* Required work
Find every line below that contains the word "noun" and copy each one in full. Case counts.

* Records to process
···

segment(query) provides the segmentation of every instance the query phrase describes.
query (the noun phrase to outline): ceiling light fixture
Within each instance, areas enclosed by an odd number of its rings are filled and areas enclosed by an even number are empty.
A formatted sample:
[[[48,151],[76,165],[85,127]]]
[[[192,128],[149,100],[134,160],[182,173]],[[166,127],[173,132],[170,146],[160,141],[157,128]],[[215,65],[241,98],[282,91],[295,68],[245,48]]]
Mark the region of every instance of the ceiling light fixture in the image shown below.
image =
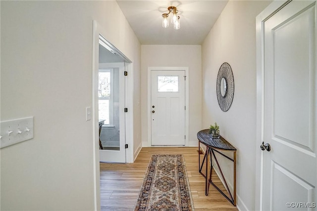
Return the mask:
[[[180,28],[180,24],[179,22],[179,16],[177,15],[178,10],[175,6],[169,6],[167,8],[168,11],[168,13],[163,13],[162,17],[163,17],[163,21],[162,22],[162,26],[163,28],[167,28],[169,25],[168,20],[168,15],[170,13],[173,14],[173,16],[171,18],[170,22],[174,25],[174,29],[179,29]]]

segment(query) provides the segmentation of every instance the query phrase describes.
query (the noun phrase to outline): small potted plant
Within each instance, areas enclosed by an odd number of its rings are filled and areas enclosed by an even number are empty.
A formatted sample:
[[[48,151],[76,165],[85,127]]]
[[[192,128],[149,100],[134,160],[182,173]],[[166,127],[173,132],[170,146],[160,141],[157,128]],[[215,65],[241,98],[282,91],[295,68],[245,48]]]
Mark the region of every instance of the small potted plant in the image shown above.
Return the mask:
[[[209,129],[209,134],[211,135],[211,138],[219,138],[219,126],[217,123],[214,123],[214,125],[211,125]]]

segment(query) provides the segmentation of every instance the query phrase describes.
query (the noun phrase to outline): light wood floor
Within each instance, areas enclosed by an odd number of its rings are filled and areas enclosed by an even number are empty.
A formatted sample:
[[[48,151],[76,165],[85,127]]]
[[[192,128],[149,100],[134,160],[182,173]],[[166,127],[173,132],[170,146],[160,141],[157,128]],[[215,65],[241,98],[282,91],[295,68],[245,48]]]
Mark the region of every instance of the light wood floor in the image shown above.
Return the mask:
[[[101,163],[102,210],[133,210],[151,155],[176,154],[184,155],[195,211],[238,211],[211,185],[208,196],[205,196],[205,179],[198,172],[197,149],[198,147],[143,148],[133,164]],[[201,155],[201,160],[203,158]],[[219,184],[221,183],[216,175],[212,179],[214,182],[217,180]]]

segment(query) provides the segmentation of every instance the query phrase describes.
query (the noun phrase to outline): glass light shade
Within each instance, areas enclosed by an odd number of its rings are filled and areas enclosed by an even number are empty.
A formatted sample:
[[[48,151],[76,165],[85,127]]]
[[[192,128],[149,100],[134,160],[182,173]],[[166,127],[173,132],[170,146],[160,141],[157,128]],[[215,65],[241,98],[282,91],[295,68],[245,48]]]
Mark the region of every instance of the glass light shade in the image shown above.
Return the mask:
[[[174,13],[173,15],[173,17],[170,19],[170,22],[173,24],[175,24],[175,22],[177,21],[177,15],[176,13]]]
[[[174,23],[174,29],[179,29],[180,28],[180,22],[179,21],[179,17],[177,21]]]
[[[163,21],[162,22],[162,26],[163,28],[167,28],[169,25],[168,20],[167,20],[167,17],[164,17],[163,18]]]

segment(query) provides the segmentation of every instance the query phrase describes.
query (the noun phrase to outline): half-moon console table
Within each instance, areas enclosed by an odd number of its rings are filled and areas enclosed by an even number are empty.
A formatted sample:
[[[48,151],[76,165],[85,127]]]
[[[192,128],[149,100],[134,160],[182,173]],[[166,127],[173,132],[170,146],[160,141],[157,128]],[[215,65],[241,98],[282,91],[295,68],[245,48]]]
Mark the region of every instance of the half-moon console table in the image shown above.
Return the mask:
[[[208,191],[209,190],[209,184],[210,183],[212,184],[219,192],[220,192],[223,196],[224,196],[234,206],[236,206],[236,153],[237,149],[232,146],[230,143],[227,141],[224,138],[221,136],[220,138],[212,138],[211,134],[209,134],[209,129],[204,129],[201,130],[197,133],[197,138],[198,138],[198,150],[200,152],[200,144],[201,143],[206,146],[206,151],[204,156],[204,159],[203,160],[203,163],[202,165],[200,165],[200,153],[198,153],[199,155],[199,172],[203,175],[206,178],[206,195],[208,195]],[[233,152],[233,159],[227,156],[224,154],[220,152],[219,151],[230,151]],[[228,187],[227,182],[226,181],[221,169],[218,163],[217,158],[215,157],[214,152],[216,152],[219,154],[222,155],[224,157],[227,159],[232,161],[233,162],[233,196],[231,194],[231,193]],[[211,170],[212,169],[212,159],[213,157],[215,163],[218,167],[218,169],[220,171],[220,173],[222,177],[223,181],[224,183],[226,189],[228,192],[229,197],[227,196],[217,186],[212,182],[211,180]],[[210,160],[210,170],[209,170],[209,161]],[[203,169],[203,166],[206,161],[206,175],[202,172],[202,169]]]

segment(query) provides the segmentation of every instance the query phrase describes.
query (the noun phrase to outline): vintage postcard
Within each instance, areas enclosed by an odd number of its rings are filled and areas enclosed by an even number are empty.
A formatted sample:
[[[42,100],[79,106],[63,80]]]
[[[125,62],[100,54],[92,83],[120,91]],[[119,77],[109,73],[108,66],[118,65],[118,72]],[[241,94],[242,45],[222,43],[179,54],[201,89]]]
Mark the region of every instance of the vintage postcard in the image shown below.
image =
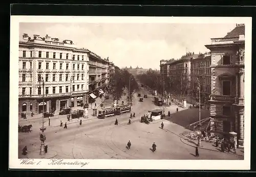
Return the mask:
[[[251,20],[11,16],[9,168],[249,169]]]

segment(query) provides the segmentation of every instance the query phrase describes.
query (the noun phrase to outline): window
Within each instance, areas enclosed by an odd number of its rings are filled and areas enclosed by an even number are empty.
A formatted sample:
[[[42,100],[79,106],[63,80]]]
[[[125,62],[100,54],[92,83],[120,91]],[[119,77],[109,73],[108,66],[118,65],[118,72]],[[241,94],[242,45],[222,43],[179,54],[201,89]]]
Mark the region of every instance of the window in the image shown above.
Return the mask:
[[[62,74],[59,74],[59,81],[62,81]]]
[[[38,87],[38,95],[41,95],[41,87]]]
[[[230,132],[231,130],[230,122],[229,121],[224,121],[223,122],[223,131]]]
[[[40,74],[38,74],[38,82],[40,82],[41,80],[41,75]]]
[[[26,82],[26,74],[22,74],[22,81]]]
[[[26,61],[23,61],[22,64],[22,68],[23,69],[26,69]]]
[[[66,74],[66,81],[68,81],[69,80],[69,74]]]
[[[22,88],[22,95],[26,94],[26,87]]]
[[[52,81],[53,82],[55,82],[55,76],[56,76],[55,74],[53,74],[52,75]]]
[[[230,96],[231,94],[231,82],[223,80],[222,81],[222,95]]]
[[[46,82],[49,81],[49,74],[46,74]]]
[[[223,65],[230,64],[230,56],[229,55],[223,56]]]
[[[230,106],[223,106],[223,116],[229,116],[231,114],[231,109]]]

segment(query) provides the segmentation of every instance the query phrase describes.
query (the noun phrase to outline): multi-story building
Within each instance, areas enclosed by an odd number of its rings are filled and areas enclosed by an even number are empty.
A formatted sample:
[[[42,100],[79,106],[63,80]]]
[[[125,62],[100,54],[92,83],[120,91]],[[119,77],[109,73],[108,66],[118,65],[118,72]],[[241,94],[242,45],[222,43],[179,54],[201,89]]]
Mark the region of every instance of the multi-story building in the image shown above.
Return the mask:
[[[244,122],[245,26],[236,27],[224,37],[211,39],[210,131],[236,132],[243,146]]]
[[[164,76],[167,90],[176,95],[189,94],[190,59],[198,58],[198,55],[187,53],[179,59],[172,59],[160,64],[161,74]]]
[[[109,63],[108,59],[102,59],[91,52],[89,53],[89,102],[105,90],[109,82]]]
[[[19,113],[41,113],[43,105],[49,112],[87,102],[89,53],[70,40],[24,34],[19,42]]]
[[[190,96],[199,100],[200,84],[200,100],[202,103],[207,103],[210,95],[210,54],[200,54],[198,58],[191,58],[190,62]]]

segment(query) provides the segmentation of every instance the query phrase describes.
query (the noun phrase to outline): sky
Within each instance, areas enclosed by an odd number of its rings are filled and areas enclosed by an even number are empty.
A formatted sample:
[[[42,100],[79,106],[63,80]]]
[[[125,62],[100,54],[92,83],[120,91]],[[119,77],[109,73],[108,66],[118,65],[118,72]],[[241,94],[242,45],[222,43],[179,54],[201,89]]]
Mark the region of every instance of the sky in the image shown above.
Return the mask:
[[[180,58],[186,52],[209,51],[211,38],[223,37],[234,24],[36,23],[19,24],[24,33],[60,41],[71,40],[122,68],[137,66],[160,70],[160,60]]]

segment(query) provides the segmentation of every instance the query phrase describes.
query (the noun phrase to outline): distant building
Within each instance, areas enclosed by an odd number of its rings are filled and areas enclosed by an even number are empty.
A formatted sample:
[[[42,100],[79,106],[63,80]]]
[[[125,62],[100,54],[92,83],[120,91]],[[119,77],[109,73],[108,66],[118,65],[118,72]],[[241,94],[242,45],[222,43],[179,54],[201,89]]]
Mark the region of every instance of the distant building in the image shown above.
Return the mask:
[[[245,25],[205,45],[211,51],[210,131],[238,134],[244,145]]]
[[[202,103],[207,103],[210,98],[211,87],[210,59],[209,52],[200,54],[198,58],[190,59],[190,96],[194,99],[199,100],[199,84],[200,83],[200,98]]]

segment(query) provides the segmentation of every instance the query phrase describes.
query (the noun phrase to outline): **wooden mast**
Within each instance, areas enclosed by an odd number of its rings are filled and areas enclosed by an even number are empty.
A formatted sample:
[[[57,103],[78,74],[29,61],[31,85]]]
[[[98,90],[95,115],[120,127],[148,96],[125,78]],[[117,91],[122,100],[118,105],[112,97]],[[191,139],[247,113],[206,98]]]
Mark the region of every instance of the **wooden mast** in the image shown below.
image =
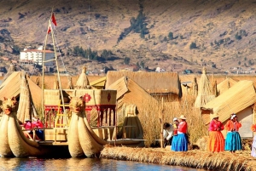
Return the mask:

···

* Worked answer
query (the noun phrase to outline): ceiling light fixture
query (the noun phrase to outline): small potted plant
query (the noun phrase to outline): light wood floor
query (the noun phrase to outline): glass light shade
query (the noun phrase to outline): half-moon console table
query (the noun phrase to outline): vintage postcard
query (the noun phrase to outline): window
query (the noun phrase to outline): multi-story building
query (the noun phrase to outline): sky
query (the noun phrase to outline): distant building
query (the noun phrase to outline): **wooden mast**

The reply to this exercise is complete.